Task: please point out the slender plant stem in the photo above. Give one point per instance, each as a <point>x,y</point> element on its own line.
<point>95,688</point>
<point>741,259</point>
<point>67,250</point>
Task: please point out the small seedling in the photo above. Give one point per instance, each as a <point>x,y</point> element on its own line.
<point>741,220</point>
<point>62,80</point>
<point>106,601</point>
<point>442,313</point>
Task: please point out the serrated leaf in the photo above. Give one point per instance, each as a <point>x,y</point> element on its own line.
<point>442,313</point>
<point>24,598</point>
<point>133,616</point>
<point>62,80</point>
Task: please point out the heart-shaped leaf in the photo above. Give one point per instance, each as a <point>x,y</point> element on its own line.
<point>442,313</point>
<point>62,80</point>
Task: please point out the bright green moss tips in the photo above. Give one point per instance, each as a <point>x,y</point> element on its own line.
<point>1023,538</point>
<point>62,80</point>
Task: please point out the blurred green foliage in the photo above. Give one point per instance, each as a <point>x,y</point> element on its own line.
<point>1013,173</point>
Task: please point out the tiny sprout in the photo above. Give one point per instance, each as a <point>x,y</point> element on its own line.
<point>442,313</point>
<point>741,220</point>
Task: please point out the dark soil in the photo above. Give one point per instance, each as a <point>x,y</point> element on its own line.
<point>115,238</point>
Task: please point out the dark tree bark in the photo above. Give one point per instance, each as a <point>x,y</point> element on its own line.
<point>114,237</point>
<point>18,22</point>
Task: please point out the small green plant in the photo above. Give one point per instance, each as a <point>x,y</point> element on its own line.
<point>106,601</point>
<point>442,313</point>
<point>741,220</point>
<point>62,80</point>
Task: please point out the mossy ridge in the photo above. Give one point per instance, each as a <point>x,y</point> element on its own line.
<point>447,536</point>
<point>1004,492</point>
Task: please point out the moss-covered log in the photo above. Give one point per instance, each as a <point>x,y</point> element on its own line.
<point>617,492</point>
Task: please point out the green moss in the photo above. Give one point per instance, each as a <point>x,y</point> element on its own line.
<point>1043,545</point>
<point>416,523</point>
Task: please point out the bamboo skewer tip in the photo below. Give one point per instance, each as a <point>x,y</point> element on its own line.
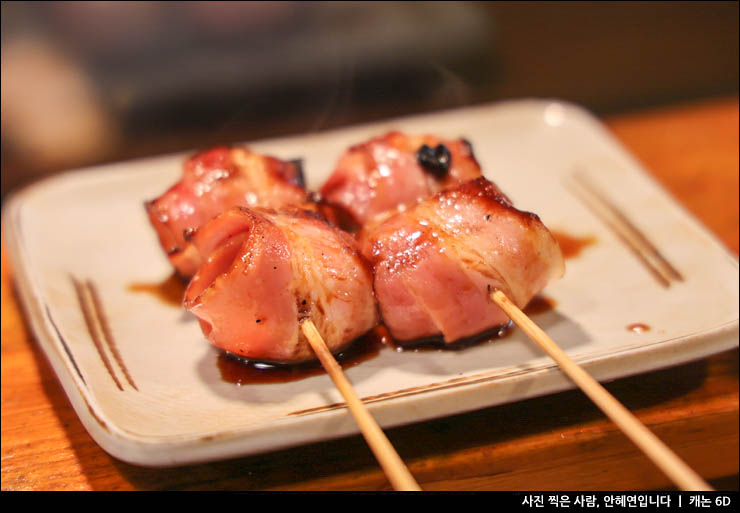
<point>395,469</point>
<point>659,453</point>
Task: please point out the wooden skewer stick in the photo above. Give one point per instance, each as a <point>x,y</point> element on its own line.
<point>665,459</point>
<point>395,469</point>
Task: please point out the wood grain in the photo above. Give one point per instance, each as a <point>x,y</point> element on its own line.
<point>559,442</point>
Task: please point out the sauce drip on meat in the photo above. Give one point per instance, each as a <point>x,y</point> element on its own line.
<point>570,245</point>
<point>239,371</point>
<point>539,304</point>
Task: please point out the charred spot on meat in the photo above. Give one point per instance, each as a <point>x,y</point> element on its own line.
<point>435,160</point>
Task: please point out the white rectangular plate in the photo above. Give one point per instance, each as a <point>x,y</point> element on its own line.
<point>155,395</point>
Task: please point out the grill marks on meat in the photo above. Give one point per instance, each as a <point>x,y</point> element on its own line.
<point>386,173</point>
<point>435,263</point>
<point>266,271</point>
<point>213,181</point>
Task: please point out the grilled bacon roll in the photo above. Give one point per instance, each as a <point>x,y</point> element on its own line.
<point>395,171</point>
<point>213,181</point>
<point>435,263</point>
<point>264,271</point>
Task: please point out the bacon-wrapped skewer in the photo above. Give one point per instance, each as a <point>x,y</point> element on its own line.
<point>268,270</point>
<point>213,181</point>
<point>436,263</point>
<point>394,171</point>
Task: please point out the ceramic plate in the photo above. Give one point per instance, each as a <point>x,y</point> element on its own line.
<point>151,390</point>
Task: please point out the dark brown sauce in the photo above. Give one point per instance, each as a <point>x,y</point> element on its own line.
<point>437,343</point>
<point>239,371</point>
<point>572,246</point>
<point>539,304</point>
<point>638,327</point>
<point>170,291</point>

....................

Return exactly the lines from the line bearing "Task: please point out the grill marks" to the end of the records, inclusive of both; include no other lines.

Task: please point out the grill marks on meat in the photo above. Give one point per instance, each as a <point>x,y</point> element on its own line.
<point>386,173</point>
<point>435,263</point>
<point>266,271</point>
<point>213,181</point>
Task: please point out the grilled bacon roll in the photo above. Give one point per instance, each as a <point>x,y</point> element on its own line.
<point>395,171</point>
<point>213,181</point>
<point>435,263</point>
<point>264,271</point>
Task: please point out the bacon-wrapped skewer in the photo above. Give one point per instance, each as a <point>x,y</point> element on its own line.
<point>268,270</point>
<point>213,181</point>
<point>436,263</point>
<point>394,171</point>
Task: please point out the ceramic plate in the photo above. Give one point per instance, each as a <point>x,y</point> element on its own line.
<point>151,390</point>
Task: please point out the dark brown sauce in the photo above. Give one point per instance, each as a <point>x,y</point> element on its own line.
<point>437,343</point>
<point>239,371</point>
<point>572,246</point>
<point>539,304</point>
<point>638,327</point>
<point>170,291</point>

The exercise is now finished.